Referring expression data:
────────────────────
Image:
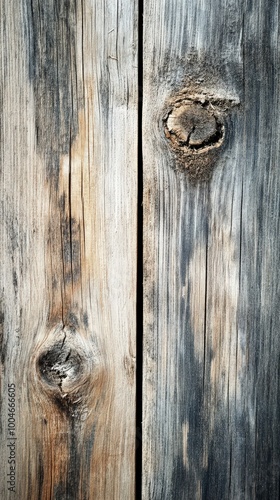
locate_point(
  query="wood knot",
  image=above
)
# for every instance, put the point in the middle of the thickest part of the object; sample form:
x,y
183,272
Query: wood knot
x,y
195,129
66,368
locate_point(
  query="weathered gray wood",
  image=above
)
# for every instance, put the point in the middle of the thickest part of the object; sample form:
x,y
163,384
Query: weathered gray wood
x,y
211,235
68,90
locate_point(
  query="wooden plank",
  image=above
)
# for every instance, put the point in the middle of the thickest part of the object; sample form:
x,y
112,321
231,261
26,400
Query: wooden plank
x,y
211,230
68,248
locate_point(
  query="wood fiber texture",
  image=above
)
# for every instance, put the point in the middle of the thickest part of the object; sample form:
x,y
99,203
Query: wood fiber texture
x,y
68,135
211,250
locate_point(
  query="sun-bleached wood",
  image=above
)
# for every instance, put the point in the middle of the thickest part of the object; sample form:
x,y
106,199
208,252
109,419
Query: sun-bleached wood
x,y
211,250
68,197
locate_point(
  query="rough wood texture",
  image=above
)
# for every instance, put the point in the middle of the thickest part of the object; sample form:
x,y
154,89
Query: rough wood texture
x,y
211,234
68,247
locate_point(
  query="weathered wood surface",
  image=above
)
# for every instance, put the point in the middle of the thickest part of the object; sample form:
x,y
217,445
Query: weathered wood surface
x,y
68,247
211,257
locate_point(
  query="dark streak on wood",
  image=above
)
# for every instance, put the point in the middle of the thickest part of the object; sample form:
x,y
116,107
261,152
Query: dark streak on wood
x,y
51,40
211,346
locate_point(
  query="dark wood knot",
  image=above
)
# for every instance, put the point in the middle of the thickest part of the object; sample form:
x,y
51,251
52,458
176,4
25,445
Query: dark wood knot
x,y
195,129
66,367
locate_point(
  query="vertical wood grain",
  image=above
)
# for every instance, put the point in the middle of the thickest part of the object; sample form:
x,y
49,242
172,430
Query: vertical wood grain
x,y
68,138
211,251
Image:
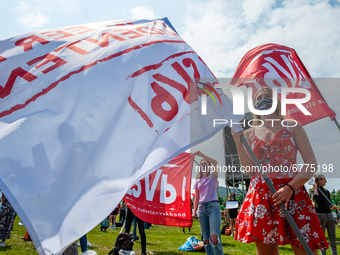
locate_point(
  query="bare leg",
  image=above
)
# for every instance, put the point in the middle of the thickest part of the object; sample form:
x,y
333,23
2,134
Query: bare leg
x,y
267,249
298,251
232,225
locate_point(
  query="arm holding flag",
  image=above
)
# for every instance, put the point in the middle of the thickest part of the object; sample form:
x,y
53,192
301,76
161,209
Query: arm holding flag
x,y
243,155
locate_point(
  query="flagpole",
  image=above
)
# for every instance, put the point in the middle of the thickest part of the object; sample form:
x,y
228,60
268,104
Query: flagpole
x,y
272,189
336,123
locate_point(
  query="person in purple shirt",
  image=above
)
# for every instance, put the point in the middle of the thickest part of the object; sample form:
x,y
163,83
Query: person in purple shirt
x,y
206,204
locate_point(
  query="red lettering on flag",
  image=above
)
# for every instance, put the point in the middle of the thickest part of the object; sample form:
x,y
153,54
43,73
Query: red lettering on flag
x,y
58,32
48,58
6,90
163,96
104,42
28,41
128,31
72,47
163,197
140,111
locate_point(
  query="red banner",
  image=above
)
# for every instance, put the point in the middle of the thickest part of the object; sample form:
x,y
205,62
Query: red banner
x,y
163,197
273,65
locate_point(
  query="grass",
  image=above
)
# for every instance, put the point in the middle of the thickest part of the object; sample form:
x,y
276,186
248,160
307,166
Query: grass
x,y
161,240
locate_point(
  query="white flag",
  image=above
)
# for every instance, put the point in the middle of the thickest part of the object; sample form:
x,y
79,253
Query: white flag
x,y
85,111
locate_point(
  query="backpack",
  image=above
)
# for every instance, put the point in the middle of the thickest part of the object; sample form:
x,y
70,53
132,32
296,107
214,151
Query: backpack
x,y
124,241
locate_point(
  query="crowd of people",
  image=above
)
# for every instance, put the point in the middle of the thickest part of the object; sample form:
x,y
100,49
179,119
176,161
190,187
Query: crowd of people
x,y
259,219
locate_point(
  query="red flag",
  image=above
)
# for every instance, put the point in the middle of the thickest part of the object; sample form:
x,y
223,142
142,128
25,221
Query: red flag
x,y
163,197
274,65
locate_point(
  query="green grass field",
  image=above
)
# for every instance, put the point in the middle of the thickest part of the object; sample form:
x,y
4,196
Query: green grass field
x,y
161,240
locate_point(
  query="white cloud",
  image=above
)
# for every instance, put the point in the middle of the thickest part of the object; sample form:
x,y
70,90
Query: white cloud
x,y
223,31
37,13
142,12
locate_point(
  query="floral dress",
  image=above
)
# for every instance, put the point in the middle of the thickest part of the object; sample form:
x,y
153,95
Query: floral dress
x,y
259,220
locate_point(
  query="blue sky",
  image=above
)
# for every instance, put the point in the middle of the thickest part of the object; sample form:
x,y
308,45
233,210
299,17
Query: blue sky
x,y
221,32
────────────────────
Goal of the exercise: Omitting the pictures, repeat all entries exactly.

Task response:
Image:
locate_point(
  query="wood knot",
  image=above
)
# for every instance, put the point in the middle of the thickest part of the object; sample form:
x,y
183,272
Query: wood knot
x,y
195,129
66,368
locate_point(
  query="weathered gray wood",
  image=above
)
# for every instance, put the point in the middle of the thickest part of the object; sample form:
x,y
163,384
Query: weathered gray wood
x,y
211,235
68,90
locate_point(
  query="wooden plank",
  image=above
)
# for every instance, put the point in the middle of the thickest part of the object; sample form:
x,y
112,321
231,261
26,400
Query: wooden plank
x,y
211,230
68,248
locate_point(
  query="wood fiber texture",
  image=above
)
# for every instance, put the point in the middle of the thickest part of the object; sample form:
x,y
99,203
Query: wood fiber texture
x,y
68,135
211,250
locate_point(
  query="sun-bleached wood",
  image=above
)
# for every instance, put the point in the middle of the thickest part of the object; sample form:
x,y
106,199
208,252
109,419
Query: sun-bleached wood
x,y
211,250
68,197
locate_point(
  query="rough wood texture",
  image=above
)
# for every instance, put the point in the middle of the thickest part of the object; sample form:
x,y
154,89
Query: rough wood texture
x,y
211,234
68,247
locate_point(
  query="weathered wood surface",
  image=above
)
# for every instance, put the point in the middle of the thickest part of the object; sample form:
x,y
217,445
Query: weathered wood surface
x,y
68,247
211,257
locate_point(
  query="dark streak on wood",
  image=above
)
# for every instance, put the point in the middle of the thickest part of the object; sample form:
x,y
116,107
261,152
Query: dark streak on wood
x,y
51,40
211,346
locate_point(
  query="dark wood knot",
  image=above
)
# for every instance, put the point in the middle of the thickest part of the object; sample form:
x,y
51,251
52,458
176,4
25,445
Query: dark wood knot
x,y
195,129
66,367
locate_point(
  query="vertical wood grain",
  image=above
)
# for every instance, put the point in the middle of the thickest part of the object; sample form:
x,y
49,242
172,430
Query: vertical wood grain
x,y
68,138
211,251
Image:
locate_point(
  query="bare leg",
  image=above
)
# for every instance, put the point in the middle of the thickest part of the object; sample form:
x,y
333,23
2,134
Query: bare leg
x,y
267,249
298,251
232,225
locate_point(
  query="arm holding flag",
  image=above
)
# for every instance, put the point in the middle of the thickest part of the object; sample form:
x,y
53,192
301,76
161,209
Query: arm holding flag
x,y
243,155
locate_point(
  query="flagpole",
  image=above
)
# for every instance, put the point in the middle of the thickest part of the object; sample form:
x,y
228,60
268,104
Query: flagpole
x,y
272,189
336,123
locate_point(
  query="person in purple shirt",
  image=above
)
# for every instance, put the point in the middle of the thickest part of the object; sample form:
x,y
163,83
Query: person in purple shirt
x,y
206,204
locate_point(
  query="red lettering on flag",
  image=above
)
# for every instance, put the point in the middle of the thickest part of the object; sample form:
x,y
153,54
43,73
Query: red lettering on flag
x,y
58,32
48,58
6,90
163,96
104,42
28,41
128,31
72,47
163,197
140,111
locate_point(
  query="red banner",
  image=above
)
# for every instance, put the point in the middle of the thickest part of the object; sample form:
x,y
205,62
Query: red banner
x,y
163,197
273,65
locate_point(
  query="grass",
  image=above
)
# for every instance, put the point in the middle of the thickest part of the object; sample form:
x,y
276,186
248,160
307,166
Query: grass
x,y
161,240
locate_point(
  query="white flag",
  image=above
)
# for every instance, put the point in the middle of the thickest part of the object; sample form:
x,y
79,253
Query: white flag
x,y
85,111
locate_point(
  query="backpack",
  image=above
)
# for every instance, put the point in the middle of the thickest part of the object; sample form:
x,y
70,53
132,32
296,107
214,151
Query: backpack
x,y
124,241
locate_point(
  query="crowd of people",
  image=above
)
# for every instance, put the point in the middle of the thickest part of the object; sample form:
x,y
100,49
179,119
176,161
190,187
Query: crowd of people
x,y
259,219
locate_point(
  query="red flag",
  image=above
)
# for every instance, put the point in the middle of the thickest part of the object; sample form:
x,y
223,142
142,128
25,221
Query: red flag
x,y
163,197
274,65
locate_point(
  query="green grass field",
  image=above
)
# for every instance, put the point in the middle of the thickest part of the object; sample form:
x,y
4,196
Query: green grass field
x,y
161,240
locate_point(
  query="white cloud",
  image=above
)
# for every instance, put the point in the middle of the thickest part of the object; sample form:
x,y
70,90
Query: white cloud
x,y
223,31
37,13
142,12
locate_point(
  query="floral dress",
  image=above
)
# for every instance, put the point in the middle of the thickest part of the object; sample form:
x,y
153,95
Query: floral dress
x,y
259,220
locate_point(
  query="blue sky",
  image=above
)
# for every instance, put the point in the middle of the thickest part of the object; sample form:
x,y
308,45
233,210
299,17
Query: blue sky
x,y
221,32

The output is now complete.